Start GIVEN INFORMATION

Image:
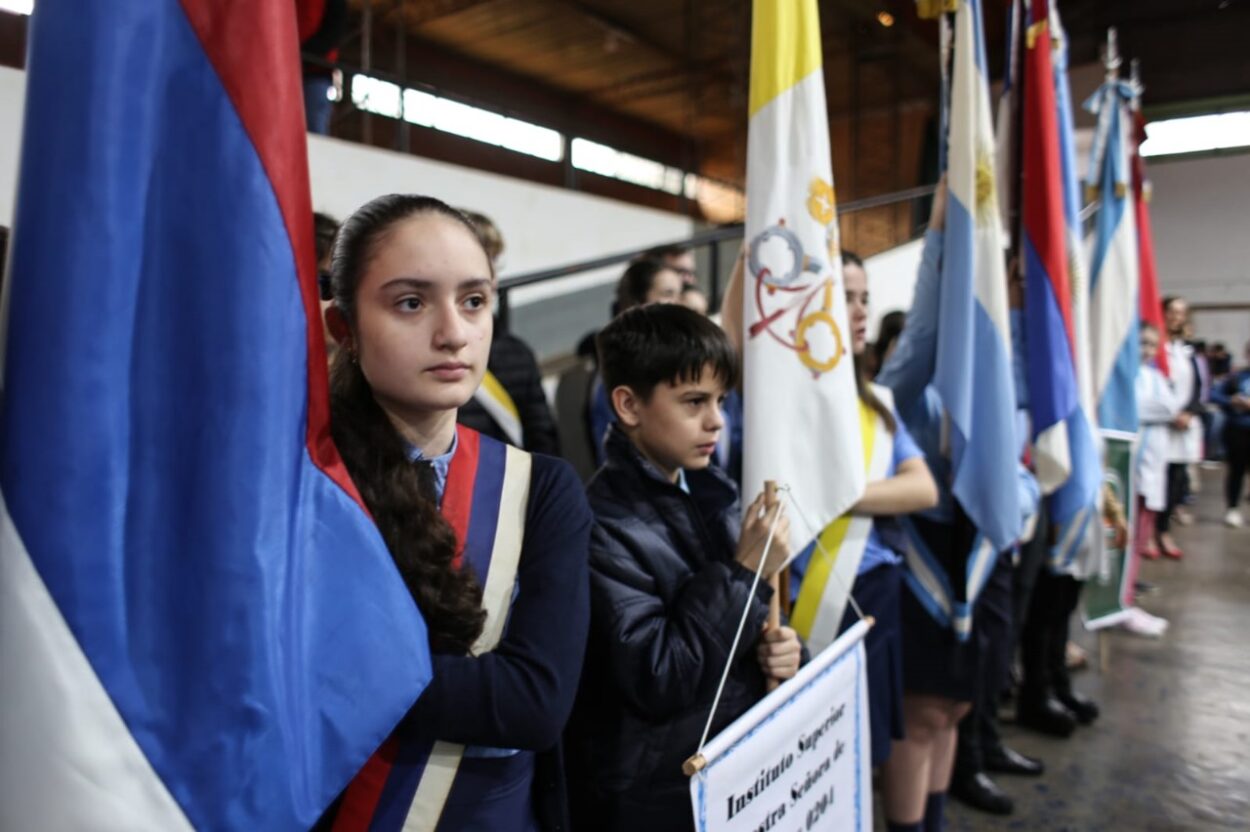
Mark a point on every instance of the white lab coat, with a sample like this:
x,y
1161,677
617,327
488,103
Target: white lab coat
x,y
1156,406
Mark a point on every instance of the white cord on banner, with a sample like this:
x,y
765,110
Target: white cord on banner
x,y
741,625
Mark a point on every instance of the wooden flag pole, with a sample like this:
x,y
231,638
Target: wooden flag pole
x,y
770,501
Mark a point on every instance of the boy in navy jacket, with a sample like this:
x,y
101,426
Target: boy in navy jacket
x,y
671,569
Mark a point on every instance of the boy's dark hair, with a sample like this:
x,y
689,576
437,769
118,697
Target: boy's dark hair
x,y
663,342
420,540
664,252
325,227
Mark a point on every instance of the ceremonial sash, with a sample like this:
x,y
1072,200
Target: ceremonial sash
x,y
405,785
500,406
830,575
926,577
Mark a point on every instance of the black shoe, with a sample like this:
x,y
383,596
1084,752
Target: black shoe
x,y
1046,716
980,792
1081,707
1004,761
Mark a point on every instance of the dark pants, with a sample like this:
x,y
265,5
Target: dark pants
x,y
1178,489
993,631
1236,449
1044,640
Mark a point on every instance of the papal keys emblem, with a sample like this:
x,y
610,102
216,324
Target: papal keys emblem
x,y
794,290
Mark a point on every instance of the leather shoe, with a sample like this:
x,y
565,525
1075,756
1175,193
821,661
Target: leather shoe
x,y
980,792
1083,707
1006,761
1046,716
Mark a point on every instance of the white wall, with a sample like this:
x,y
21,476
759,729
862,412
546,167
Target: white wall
x,y
1200,214
543,225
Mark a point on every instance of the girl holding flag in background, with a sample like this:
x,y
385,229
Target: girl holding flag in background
x,y
491,541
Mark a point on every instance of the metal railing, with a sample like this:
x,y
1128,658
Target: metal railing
x,y
709,239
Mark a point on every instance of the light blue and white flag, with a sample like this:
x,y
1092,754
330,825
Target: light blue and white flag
x,y
974,375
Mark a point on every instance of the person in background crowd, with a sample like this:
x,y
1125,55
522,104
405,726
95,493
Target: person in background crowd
x,y
1233,395
325,227
1156,410
906,486
671,565
1000,619
510,405
323,25
1185,437
4,252
413,294
1220,365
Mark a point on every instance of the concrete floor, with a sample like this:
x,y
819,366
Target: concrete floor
x,y
1171,750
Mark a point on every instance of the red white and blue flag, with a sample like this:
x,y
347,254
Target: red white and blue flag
x,y
1056,306
199,624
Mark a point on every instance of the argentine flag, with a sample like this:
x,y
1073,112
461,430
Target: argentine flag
x,y
200,626
1114,265
974,344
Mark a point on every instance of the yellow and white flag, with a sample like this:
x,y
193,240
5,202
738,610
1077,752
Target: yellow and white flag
x,y
800,407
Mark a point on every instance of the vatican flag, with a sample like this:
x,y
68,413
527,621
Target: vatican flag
x,y
800,407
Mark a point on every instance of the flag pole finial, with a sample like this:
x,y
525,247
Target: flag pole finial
x,y
1111,59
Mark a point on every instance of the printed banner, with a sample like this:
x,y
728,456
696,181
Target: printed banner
x,y
1105,592
800,758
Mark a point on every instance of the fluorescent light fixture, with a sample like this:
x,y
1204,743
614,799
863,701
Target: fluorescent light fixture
x,y
386,99
1196,134
415,106
616,164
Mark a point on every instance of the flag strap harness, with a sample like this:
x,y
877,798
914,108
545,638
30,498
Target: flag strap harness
x,y
696,762
485,504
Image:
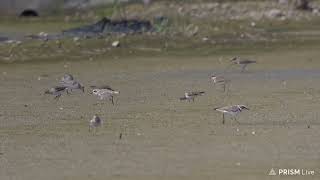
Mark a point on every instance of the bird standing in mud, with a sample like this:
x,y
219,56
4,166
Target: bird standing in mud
x,y
56,91
191,95
231,110
105,92
94,123
219,80
242,63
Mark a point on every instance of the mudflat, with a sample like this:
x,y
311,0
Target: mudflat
x,y
162,137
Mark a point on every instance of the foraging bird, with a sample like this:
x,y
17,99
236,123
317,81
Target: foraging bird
x,y
220,80
104,92
73,85
56,91
190,96
95,122
243,63
231,110
67,77
70,83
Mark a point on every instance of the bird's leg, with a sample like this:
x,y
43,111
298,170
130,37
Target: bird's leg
x,y
223,118
111,99
244,67
57,97
235,118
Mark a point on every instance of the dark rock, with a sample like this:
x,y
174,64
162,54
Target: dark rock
x,y
302,5
107,26
88,30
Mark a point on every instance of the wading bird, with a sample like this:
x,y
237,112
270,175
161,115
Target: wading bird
x,y
233,110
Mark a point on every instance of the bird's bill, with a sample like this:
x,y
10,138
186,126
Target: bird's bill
x,y
244,107
233,59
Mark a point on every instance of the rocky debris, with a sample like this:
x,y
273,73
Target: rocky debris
x,y
88,30
283,2
274,13
302,5
106,25
116,44
3,39
128,26
192,30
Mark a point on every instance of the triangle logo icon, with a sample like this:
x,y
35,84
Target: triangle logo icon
x,y
272,172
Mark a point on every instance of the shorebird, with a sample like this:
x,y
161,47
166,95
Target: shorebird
x,y
67,78
56,91
231,110
70,83
191,95
95,122
242,63
219,80
104,92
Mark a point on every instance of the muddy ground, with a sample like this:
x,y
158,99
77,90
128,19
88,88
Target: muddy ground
x,y
163,138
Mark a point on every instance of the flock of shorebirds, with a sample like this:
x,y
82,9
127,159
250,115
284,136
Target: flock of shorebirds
x,y
68,83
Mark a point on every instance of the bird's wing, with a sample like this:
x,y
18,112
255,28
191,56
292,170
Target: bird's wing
x,y
59,88
183,98
247,61
196,93
105,92
102,87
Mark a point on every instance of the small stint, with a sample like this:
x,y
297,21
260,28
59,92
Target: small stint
x,y
243,63
94,123
233,110
56,91
219,80
191,95
105,92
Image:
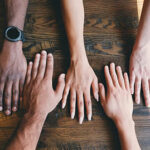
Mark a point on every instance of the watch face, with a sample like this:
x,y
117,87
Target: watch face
x,y
13,34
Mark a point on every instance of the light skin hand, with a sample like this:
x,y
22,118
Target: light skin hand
x,y
12,74
12,60
39,87
39,99
79,79
139,60
80,76
118,105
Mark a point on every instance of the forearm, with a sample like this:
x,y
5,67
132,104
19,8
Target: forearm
x,y
143,35
28,133
16,12
127,135
73,15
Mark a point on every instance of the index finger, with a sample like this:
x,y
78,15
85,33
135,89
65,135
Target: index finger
x,y
108,77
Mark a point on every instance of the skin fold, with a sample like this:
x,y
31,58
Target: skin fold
x,y
12,60
80,77
140,58
39,100
118,105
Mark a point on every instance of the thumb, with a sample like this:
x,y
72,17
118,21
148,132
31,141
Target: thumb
x,y
60,86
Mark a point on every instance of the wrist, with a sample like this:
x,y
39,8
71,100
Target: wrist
x,y
12,46
124,124
35,115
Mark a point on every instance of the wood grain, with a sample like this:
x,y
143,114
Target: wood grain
x,y
110,32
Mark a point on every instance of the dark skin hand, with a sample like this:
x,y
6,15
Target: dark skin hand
x,y
12,74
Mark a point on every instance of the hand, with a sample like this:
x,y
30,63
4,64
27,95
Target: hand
x,y
79,79
39,95
117,103
140,73
12,74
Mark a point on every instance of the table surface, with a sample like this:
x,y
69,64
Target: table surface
x,y
110,31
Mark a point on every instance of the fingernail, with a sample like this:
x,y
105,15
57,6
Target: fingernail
x,y
1,108
89,117
62,76
49,55
131,91
148,105
14,109
97,97
7,112
44,52
72,115
63,106
80,120
137,101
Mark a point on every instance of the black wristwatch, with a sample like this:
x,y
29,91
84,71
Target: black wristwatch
x,y
13,34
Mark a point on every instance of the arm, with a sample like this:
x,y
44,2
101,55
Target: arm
x,y
39,100
139,60
118,105
12,61
80,76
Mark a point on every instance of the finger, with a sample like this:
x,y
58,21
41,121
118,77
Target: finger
x,y
1,95
49,67
126,80
21,84
7,97
65,94
132,82
42,65
80,106
35,66
120,77
108,77
88,104
113,74
60,86
72,103
102,93
95,88
137,90
29,70
15,96
145,87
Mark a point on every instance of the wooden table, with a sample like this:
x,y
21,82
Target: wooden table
x,y
110,31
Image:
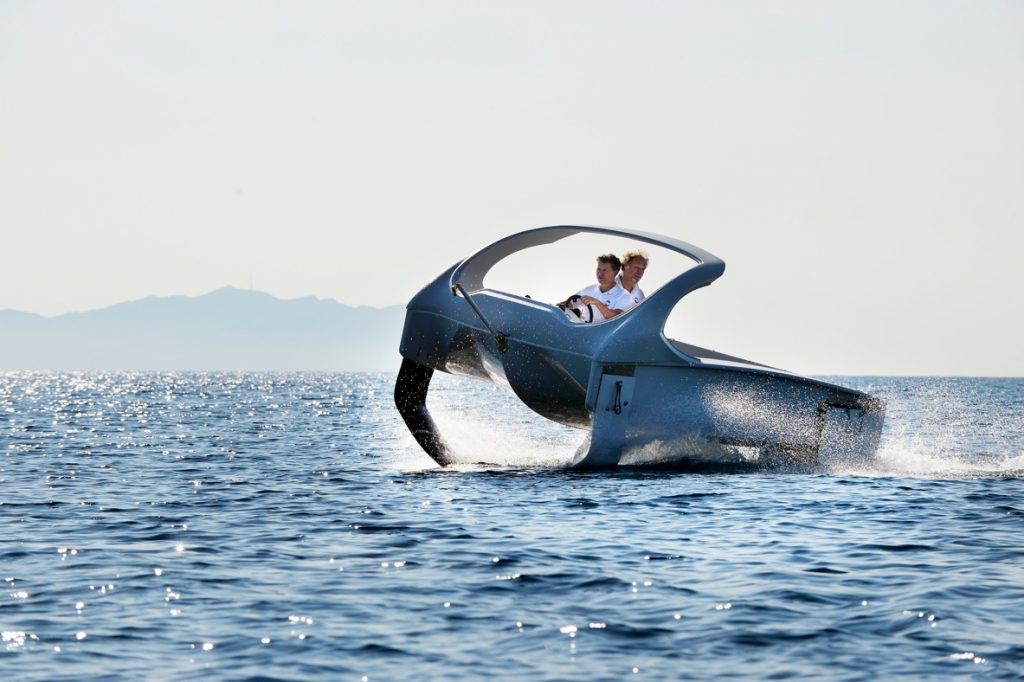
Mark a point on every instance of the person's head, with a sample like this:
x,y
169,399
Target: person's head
x,y
634,265
607,267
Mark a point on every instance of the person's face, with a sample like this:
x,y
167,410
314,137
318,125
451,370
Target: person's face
x,y
634,269
605,275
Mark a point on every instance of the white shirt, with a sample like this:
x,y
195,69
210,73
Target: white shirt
x,y
614,298
631,297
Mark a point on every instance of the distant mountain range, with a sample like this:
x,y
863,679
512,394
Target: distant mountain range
x,y
227,329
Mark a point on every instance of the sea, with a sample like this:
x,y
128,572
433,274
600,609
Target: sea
x,y
286,526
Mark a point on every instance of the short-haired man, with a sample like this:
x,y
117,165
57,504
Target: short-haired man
x,y
606,297
634,265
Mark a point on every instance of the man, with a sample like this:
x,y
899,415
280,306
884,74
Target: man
x,y
605,298
634,265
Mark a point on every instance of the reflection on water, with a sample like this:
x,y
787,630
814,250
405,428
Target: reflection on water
x,y
248,525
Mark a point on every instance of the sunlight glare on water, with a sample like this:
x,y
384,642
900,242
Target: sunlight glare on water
x,y
256,525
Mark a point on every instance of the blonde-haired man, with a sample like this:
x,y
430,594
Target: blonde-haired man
x,y
634,265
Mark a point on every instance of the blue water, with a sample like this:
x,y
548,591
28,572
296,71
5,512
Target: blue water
x,y
286,526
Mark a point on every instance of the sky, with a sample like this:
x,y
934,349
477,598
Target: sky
x,y
859,166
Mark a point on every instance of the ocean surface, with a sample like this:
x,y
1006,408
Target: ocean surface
x,y
258,526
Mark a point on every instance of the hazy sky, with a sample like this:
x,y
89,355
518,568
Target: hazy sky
x,y
858,165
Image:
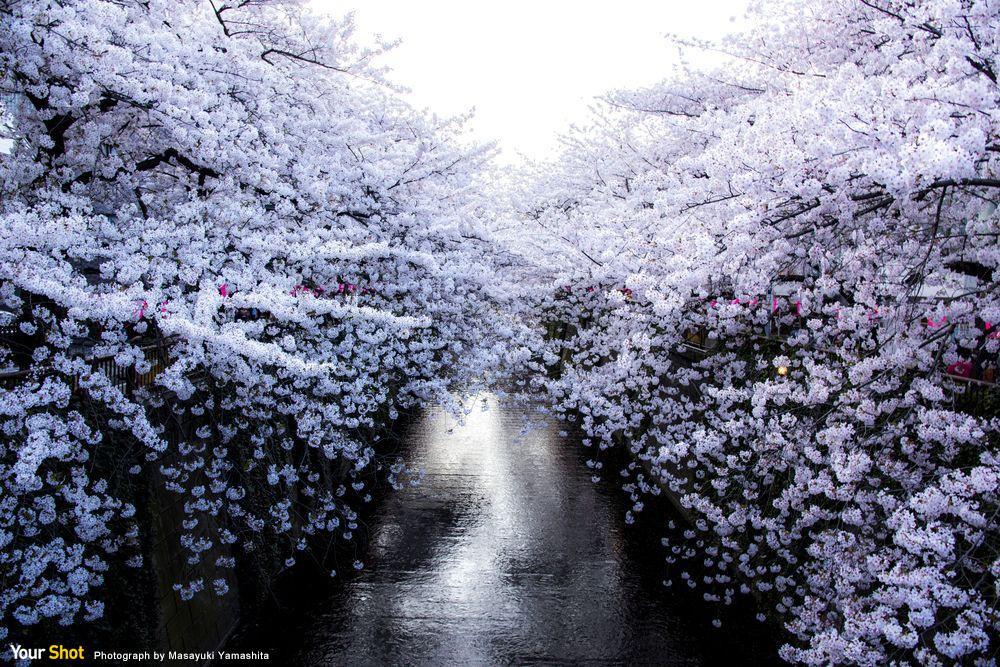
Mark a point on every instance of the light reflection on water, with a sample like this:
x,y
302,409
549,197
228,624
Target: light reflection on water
x,y
506,553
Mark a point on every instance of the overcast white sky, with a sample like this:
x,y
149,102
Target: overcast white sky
x,y
531,67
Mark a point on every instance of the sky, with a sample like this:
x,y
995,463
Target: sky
x,y
530,68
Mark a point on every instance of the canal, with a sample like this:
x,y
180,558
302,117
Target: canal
x,y
506,553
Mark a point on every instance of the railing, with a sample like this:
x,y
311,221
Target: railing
x,y
125,378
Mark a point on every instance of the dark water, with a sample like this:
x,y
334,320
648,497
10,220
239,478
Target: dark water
x,y
507,553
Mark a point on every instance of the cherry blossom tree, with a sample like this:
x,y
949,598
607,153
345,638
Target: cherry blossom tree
x,y
219,213
774,282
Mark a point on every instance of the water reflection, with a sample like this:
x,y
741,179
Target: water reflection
x,y
507,553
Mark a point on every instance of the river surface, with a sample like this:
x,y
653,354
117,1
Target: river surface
x,y
506,553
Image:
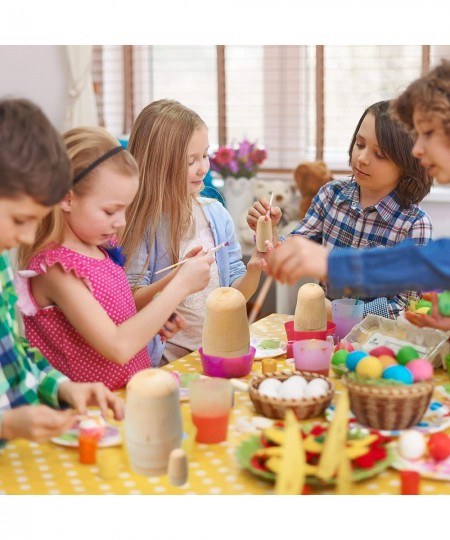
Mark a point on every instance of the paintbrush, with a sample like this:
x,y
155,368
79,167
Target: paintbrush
x,y
212,250
270,205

End GIVEN INFORMATION

Copy out, word for word, every line from the one holding "Mark a point on every instance of the water" through the end of the entries, both ends included, and please leave the pictures out.

Mark a point on every instance of the water reflection, with a sample like this:
x,y
741,179
Target: water reflection
x,y
507,553
Mark a point on every instance of the river surface, with a sample like this:
x,y
653,354
117,1
Target: river surface
x,y
506,553
Image:
Mark a point on every instance of the paintbrush, with a sample like this:
x,y
155,368
79,167
Target: paintbrush
x,y
212,250
270,205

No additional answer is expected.